AIM OF THE EXERCISE: How many lines in the entries below contain the string "boulder"? Reply with the count alone.

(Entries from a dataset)
_____
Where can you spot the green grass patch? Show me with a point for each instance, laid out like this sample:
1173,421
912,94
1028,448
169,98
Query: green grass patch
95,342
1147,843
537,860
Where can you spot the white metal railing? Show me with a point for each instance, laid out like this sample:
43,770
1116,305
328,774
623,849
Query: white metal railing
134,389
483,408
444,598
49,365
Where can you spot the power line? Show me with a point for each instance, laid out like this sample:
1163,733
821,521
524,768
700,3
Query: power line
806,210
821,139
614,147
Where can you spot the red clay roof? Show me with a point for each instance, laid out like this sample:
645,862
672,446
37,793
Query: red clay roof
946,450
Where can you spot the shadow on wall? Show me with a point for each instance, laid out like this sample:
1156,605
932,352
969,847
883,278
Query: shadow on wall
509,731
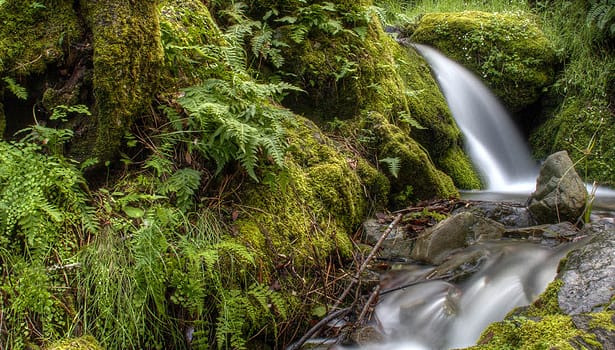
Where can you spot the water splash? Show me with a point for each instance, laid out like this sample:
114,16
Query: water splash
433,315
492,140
_____
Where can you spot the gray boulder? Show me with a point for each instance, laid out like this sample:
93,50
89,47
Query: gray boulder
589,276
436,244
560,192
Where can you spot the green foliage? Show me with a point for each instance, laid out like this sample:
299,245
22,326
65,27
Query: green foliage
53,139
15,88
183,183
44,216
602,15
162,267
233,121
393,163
_____
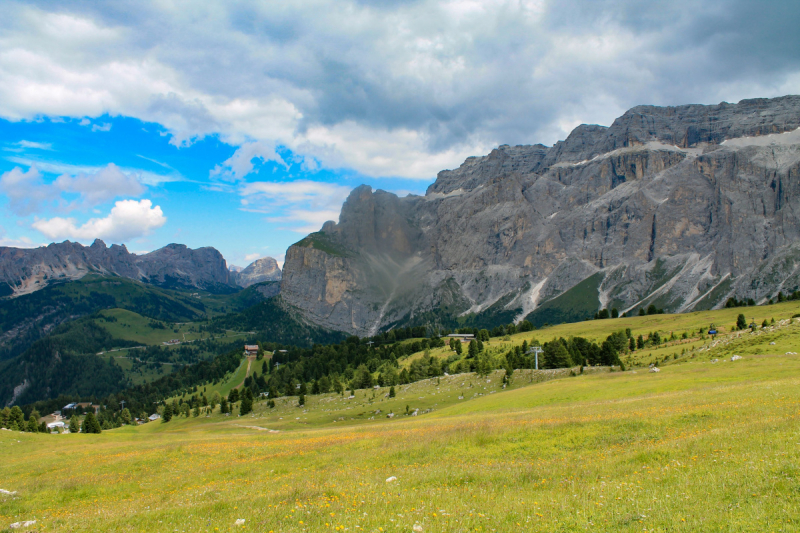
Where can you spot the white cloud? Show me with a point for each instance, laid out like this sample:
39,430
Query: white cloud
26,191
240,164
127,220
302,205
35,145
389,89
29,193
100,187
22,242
_____
TASK ANSWER: 2